■ WHAT THIS TASK INVOLVES: Copy each entry below without any change.

■ DATA TO PROCESS:
....

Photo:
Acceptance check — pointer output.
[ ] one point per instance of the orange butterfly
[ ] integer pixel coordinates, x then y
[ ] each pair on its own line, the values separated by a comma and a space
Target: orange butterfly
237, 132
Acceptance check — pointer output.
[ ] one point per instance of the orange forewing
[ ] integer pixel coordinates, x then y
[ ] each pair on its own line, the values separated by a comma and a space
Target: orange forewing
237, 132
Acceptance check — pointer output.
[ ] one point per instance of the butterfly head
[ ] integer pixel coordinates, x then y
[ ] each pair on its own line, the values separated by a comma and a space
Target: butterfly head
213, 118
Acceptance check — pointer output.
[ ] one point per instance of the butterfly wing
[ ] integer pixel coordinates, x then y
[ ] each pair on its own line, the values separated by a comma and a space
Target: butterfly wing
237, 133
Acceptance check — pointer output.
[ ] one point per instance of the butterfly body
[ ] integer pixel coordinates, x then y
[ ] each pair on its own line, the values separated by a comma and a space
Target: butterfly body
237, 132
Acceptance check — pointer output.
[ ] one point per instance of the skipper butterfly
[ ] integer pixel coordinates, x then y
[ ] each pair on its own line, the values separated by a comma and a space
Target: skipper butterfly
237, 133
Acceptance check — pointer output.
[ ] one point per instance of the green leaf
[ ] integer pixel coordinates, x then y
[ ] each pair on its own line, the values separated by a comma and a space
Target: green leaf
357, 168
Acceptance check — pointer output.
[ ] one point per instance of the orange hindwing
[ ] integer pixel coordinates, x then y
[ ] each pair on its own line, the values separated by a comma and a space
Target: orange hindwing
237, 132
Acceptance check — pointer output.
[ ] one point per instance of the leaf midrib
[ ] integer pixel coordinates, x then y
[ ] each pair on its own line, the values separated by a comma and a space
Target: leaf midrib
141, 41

....

■ WRITTEN ANSWER:
Photo:
Acceptance check — pointer output.
[ ] one point per instance of the orange butterfly
[ ] integer pixel coordinates, x then y
[ ] each pair on its own line, the values separated by a comma and a space
Target: orange butterfly
237, 132
Acceptance check — pointer output.
[ ] one point per instance of the orange forewing
[ ] integer pixel coordinates, x then y
[ ] each pair on its own line, the values separated by a comma and a space
Target: orange forewing
237, 132
Acceptance check — pointer output.
[ ] one point per instance of the butterfly head
[ ] integer pixel coordinates, x then y
[ ] each pair on its own line, the values separated by a comma and a space
Target: butterfly head
213, 118
Acceptance check — pointer output.
[ ] one point per instance of the butterfly wing
[ ] integer pixel coordinates, x then y
[ ] each pair on its own line, the values separated by a comma and a space
Target: butterfly wing
237, 133
Acceptance check — pointer output.
[ ] one point per instance of the butterfly body
[ ] integer pixel coordinates, x then y
[ ] each pair on its own line, the values separated by a comma and a space
Target: butterfly body
237, 132
Acceptance check — pointer output.
[ ] one point per instance of the skipper butterfly
[ ] integer pixel coordinates, x then y
[ ] each pair on its own line, the values separated by a comma and a space
Target: skipper butterfly
237, 133
Acceptance check — pointer output.
[ ] one point per instance of the green leaf
[ ] integer pixel coordinates, x then y
[ ] each pair on its own line, the values separated by a comma and a space
Target: green leaf
357, 168
Acceptance check — pointer output.
[ ] one point per instance of the orange hindwing
[ ] integer pixel coordinates, x then y
[ ] each pair on its own line, the values separated by a comma and a space
Target: orange hindwing
237, 132
Acceptance check — pointer output.
[ ] one point per instance of the leaf midrib
[ ] integer pixel coordinates, x then y
[ ] each pair on its own line, the values separated by a comma and a space
Target: leaf midrib
141, 41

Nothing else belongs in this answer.